ESTRATTO DELLA FONTE:
■ ■ ■ ■ ■

La prima è quella del teologo spagnolo Francisco de Vitoria (1483-1546), che introduce a giustificazione della conquista titoli radicalmente nuovi, fondati su una concezione universalistica dei diritti soggettivi. Vitoria delinea un rapporto circolare tra ius, iniuria e bellum iustum: esistono una serie di iura, di diritti soggettivi naturali (universali) – viaggiare, abitare, commerciare, predicare il Vangelo –, il cui mancato riconoscimento da parte di qualche popolazione – in questo caso i nativi americani –, costituendo iniuria, è di conseguenza giusta causa di guerra. A questi diritti, che de Vitoria riferisce invero agli Spagnoli, se ne aggiunge uno, attribuito invece espressamente agli indigeni: il diritto a non essere uccisi per sacrifici rituali o antropofagia. È una iniuria, una negazione del diritto naturale e universale alla vita, la cui difesa rappresenta ancora una volta una iusta causa belli per i colonizzatori.
Un altro teologo spagnolo, Juan Gines de Sepùlveda (1490-1573), argomenta invece a favore dell’assoggettamento degli indigeni utilizzando una nozione di humanitas insieme universalista e discriminatoria. La guerra ai barbari del nuovo mondo è condotta secondo la legge di natura: Sepùlveda vede nella conquista una guerra umanitaria, che reca grande utilità agli homunculi vinti, poiché saranno redenti e apprenderanno dai cristiani la civiltà, mentre le risorse di cui abbonda il loro territorio saranno sottratte all’abuso e all’improduttività.

■ ■ ■ ■ ■

RECORD FORNITI:
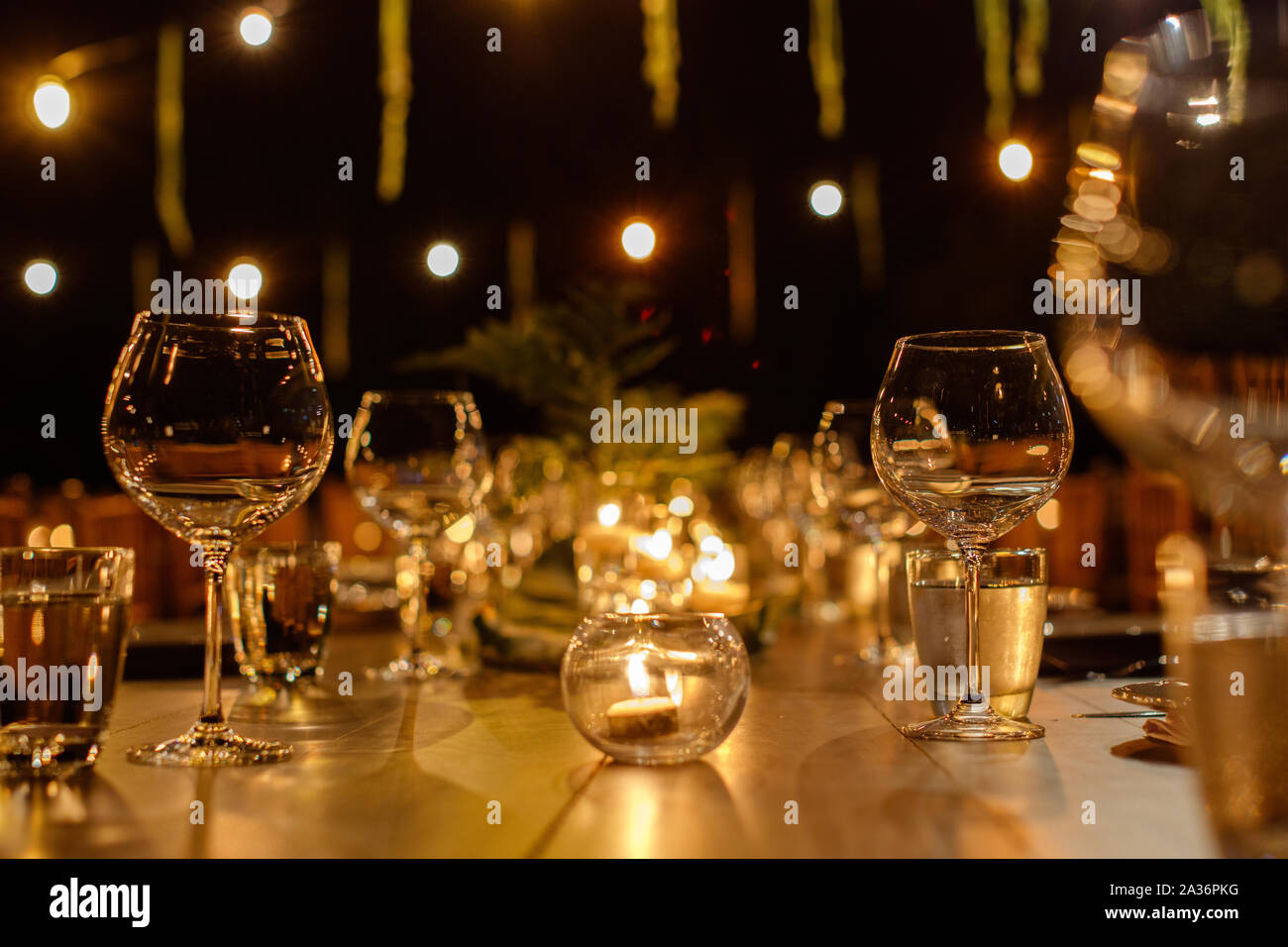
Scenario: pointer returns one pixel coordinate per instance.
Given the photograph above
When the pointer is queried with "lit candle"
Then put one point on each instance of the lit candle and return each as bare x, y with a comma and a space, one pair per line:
643, 716
712, 589
640, 718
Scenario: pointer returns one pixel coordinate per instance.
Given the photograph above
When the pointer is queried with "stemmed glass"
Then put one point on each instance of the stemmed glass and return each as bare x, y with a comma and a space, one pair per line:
971, 433
844, 479
217, 425
417, 464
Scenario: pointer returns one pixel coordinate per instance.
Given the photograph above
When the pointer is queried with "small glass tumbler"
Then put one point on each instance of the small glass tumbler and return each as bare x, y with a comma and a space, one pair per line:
656, 688
279, 598
64, 615
1237, 676
1013, 596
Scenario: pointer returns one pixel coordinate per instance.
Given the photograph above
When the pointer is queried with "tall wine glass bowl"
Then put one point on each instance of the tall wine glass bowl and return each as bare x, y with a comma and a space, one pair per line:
217, 425
419, 467
971, 432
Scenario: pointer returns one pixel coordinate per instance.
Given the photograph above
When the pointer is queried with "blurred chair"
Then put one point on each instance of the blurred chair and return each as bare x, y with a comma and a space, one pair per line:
14, 515
1074, 518
1154, 505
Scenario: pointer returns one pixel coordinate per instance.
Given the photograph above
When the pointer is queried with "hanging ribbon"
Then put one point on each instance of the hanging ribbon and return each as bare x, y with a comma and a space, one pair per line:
395, 88
662, 58
1029, 47
993, 22
825, 58
168, 118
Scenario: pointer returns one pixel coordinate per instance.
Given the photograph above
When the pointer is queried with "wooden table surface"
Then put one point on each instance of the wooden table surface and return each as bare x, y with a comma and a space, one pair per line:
416, 771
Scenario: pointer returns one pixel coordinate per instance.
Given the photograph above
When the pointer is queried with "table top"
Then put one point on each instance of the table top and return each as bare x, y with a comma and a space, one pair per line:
490, 766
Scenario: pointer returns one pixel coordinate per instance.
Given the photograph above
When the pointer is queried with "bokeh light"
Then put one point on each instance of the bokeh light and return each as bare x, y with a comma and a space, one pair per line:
52, 101
638, 240
825, 198
443, 260
1016, 159
257, 26
40, 275
245, 279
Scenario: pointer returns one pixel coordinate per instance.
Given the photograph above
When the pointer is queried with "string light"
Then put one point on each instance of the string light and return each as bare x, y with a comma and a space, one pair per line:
638, 240
257, 26
1016, 159
825, 198
52, 101
443, 260
40, 277
245, 279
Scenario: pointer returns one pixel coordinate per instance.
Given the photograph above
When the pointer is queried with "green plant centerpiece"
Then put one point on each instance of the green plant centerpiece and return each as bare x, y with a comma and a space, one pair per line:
580, 364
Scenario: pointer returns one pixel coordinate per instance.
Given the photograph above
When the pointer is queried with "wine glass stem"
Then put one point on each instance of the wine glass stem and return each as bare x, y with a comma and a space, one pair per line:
211, 707
974, 689
419, 615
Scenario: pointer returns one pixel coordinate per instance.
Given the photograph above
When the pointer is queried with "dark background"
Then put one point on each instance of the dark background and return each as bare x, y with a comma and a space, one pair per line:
546, 131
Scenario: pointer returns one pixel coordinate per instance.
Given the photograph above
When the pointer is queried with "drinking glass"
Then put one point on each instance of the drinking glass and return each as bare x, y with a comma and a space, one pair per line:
417, 464
1237, 694
281, 599
1013, 591
64, 615
842, 478
971, 433
217, 425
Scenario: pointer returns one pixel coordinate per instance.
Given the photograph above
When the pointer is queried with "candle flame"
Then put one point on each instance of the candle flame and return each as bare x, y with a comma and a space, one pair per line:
636, 676
675, 686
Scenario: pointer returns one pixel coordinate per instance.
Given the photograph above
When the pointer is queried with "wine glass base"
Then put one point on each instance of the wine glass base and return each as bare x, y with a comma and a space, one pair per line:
415, 668
209, 745
974, 723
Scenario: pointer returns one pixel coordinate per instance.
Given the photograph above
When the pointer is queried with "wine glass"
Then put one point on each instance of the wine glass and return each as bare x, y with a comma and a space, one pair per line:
417, 464
971, 433
842, 479
217, 425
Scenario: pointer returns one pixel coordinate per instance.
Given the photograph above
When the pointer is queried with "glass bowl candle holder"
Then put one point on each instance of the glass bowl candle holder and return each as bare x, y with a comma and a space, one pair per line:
656, 688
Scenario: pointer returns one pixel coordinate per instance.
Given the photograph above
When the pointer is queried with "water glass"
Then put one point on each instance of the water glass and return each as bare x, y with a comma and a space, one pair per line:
1013, 598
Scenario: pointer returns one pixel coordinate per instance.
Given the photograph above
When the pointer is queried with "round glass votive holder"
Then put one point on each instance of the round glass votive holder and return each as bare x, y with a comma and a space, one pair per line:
656, 688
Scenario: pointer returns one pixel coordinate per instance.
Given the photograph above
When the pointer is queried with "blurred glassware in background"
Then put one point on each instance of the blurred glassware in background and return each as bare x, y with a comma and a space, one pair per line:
65, 612
419, 467
842, 480
279, 600
1180, 185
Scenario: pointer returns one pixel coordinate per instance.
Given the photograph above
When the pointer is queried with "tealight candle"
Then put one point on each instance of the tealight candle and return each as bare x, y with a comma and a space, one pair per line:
626, 678
643, 718
721, 598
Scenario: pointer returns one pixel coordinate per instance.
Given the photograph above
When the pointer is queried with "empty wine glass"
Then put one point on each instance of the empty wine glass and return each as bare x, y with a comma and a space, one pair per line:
842, 478
971, 433
417, 464
217, 425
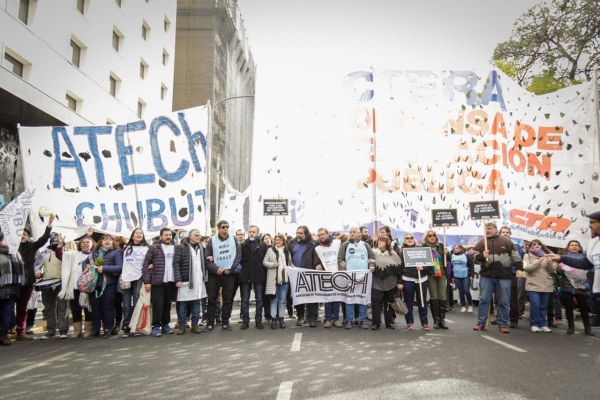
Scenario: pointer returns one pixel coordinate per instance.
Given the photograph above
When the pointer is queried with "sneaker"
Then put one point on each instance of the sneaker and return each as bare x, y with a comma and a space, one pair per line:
47, 336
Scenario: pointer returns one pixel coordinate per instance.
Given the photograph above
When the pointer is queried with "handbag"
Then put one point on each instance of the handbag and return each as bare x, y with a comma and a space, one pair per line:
399, 305
47, 284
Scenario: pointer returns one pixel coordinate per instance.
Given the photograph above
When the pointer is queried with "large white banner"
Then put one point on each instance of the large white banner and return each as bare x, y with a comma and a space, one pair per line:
312, 286
148, 174
13, 218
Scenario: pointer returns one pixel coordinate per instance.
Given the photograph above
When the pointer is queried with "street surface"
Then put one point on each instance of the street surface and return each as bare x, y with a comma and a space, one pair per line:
311, 363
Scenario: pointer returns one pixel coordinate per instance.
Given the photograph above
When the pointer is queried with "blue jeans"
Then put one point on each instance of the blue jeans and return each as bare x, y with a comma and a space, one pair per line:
487, 287
130, 297
6, 309
538, 307
362, 312
103, 308
278, 303
258, 291
410, 290
193, 307
332, 311
464, 290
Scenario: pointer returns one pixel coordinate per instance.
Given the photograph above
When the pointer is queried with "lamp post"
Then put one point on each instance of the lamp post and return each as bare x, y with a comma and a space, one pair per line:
208, 169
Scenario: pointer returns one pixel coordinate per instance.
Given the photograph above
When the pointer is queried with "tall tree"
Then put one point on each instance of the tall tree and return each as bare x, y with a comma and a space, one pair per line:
553, 45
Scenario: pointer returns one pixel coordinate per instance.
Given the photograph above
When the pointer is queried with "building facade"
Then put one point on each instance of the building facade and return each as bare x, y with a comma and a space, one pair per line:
81, 62
213, 62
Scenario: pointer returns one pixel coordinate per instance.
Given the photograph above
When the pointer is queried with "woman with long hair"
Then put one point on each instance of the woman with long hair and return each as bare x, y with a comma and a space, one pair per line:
574, 287
131, 282
540, 284
108, 262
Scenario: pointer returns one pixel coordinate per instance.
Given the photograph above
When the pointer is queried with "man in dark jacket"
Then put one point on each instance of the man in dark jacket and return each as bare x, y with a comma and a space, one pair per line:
27, 250
496, 274
304, 255
159, 279
223, 254
190, 275
253, 275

■ ■ ■ ■ ■

COMPITI RICHIESTI:
A - Spiega in una-tre frasi perché, secondo il brano sui teologi spagnoli, Sepúlveda considera la conquista una guerra umanitaria.
B - Quale diritto Vitoria attribuisce espressamente agli indigeni nel brano sui teologi spagnoli?
C - Scrivi il seguito del brano sui teologi spagnoli, riprendendo subito dopo la sua ultima frase.
I record non hanno alcun legame con il brano sui teologi spagnoli.

SOLUZIONI:
A - Sepúlveda ritiene che la conquista rechi grande utilità agli homunculi vinti, perché saranno redenti e apprenderanno dai cristiani la civiltà. Inoltre le risorse di cui abbonda il loro territorio saranno sottratte all'abuso e all'improduttività.

B - Il diritto a non essere uccisi per sacrifici rituali o antropofagia.

C -
Antagonista concettuale di Sepùlveda è Bartolomé de Las Casas (1484 – 1566), che elabora secondo Baccelli una prospettiva originale e diametralmente opposta alle considerazioni di Vitoria e Sepulveda. Il punto di partenza di Las Casas è l’originaria uguale libertà di tutti gli esseri umani, fondata sulla loro comune razionalità. Il nesso ius/iniuria/bellum iustum delineato da Vitoria è mantenuto, ma la prospettiva è ribaltata: sono i nativi a detenere la iusta causa belli. Emerge così un «universalismo virtuoso» (p. 45): i nativi possono essere convinti ad abbracciare la fede cristiana come tutti gli altri popoli. Anche il nativo è zoòn politikon, commercia, ha sviluppato istituzioni politiche e contratti privati. Las Casas decostruisce la teoria di Sepulveda sulla schiavitù naturale dei nativi (e sulla superiore umanità dei conquistatori), riducendo il concetto di barbaro proprie e non ex accidenti a una categoria residuale di «mostri»: solo l’esiguo numero di componenti di questa categoria deve essere governato dai «più sapienti».
Con la definitiva affermazione della sovranità degli Stati e la conseguente possibilità per ogni Stato di ricorrere alla guerra, la teoria della guerra giusta si rivela anacronistica, e nel contesto europeo, a differenza di quanto continuerà ad accadere per le imprese coloniali, non ha senso invocare la tutela dei diritti umani. Con la Carta delle Nazioni Unite del 1948, poi, si delinea un nuovo modello giuridico che sancisce l’illegittimità della guerra, la criminalizzazione dell’aggressione e l’illiceità della stessa minaccia: come scrive Bobbio, «la guerra ritorna ad essere, come nella raffigurazione hobbesiana dello stato di natura, l’antitesi del diritto» (p. 54). Nonostante ciò, nell’ultimo ventennio si è assistito ad un ritorno nel dibattito pubblico della categoria della guerra giusta: occasioni di dibattito sono stati in particolare la Guerra del Golfo del 1991 (ambiguamente autorizzata dal Consiglio di Sicurezza dell’Onu), l’intervento della Nato contro la Repubblica federale jugoslava nel 1999 e le guerre all’Afghanistan e all’Iraq.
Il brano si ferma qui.